• [Consignes et exercices]:
1: Répondez à ces questions à partir du texte sur la crise financière :
(a) En quelle année la grande crise financière a-t-elle commencé ?
(b) Quelle affaire a le plus intéressé les médias ?
(c) À qui les « prêts toxiques » ont-ils été proposés ?
2: Résumez le texte sur la crise financière en deux phrases.
3: Recopiez le passage du texte sur la crise financière qui commence par « Dans l’affaires des » et se poursuit jusqu'à « de titrisation compromis1. ».

• [Texte présenté]:

Ce que la crise financière nous dit de la magistrature

Les tribunaux français, somme toute, ont été peu saisis des conséquences de la grande crise financière qui a commencé en 2007, et dans le lot, peu de litiges ont porté sur les techniques qui en ont été le cœur : la titrisation, les swaps et autres produits dérivés, ces techniques qui ont pour point commun d’assurer la dissémination des risques.

L’affaire Kerviel, celle qui a le plus intéressé les médias, n’est pas représentative de cette crise, pas plus que ne l’était l’affaire Madoff. Quand les comportements sanctionnés relèvent de la fraude, ils ne témoignent pas des déviances d’un système, seulement du peu de sérieux des contrôles. C’est quand les comportements ne sont pas illégaux, lorsqu’ils sont au contraire, sinon majoritaires, du moins considérés comme normaux dans une conjoncture donnée, qu’ils donnent la véritable nature de la situation. Bien peu, trop peu d’affaires de ce genre ont été portées devant les tribunaux français.

Deux affaires, pour le coup typiques des causes et des manifestations de cette crise, ont néanmoins marqué la chronique judiciaire : l’affaire dite des fonds « monétaires dynamiques », conçus et commercialisés par un groupe financier indépendant auprès d’investisseurs de toute sorte, et l’affaire des « prêts toxiques », proposés par de grands établissements de crédit aux collectivités territoriales et à certaines autres personnes publiques.

Dans l’affaires des « fonds monétaires dynamiques », les investisseurs en produits d’épargne collective ont découvert, mais trop tard, que les fonds auxquels ils avaient souscrits detenaient des actifs de titrisation compromis1.

• [Enregistrements bruts]:
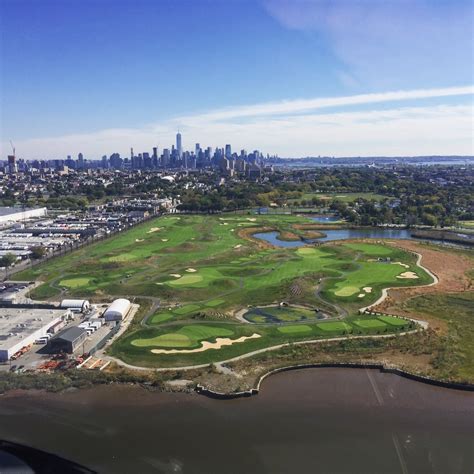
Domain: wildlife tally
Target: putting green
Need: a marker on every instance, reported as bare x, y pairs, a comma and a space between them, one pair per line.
186, 280
347, 291
374, 250
394, 321
295, 329
214, 303
200, 332
370, 323
161, 318
124, 257
306, 251
75, 282
189, 308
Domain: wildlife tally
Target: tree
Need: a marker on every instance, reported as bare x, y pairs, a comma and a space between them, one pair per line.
38, 252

• [Réponses par consigne]:
1:
(a) En 2007.
(b) L'affaire Kerviel.
(c) Aux collectivités territoriales et à certaines autres personnes publiques.

2: Les tribunaux français ont été peu saisis des conséquences de la crise financière commencée en 2007, et l'affaire Kerviel, la plus médiatisée, n'est pas plus représentative de cette crise que l'affaire Madoff. Deux affaires typiques de cette crise ont toutefois marqué la chronique judiciaire : celle des fonds « monétaires dynamiques » et celle des « prêts toxiques » proposés aux collectivités territoriales et à certaines autres personnes publiques.

3:
Dans l’affaires des « fonds monétaires dynamiques », les investisseurs en produits d’épargne collective ont découvert, mais trop tard, que les fonds auxquels ils avaient souscrits detenaient des actifs de titrisation compromis1.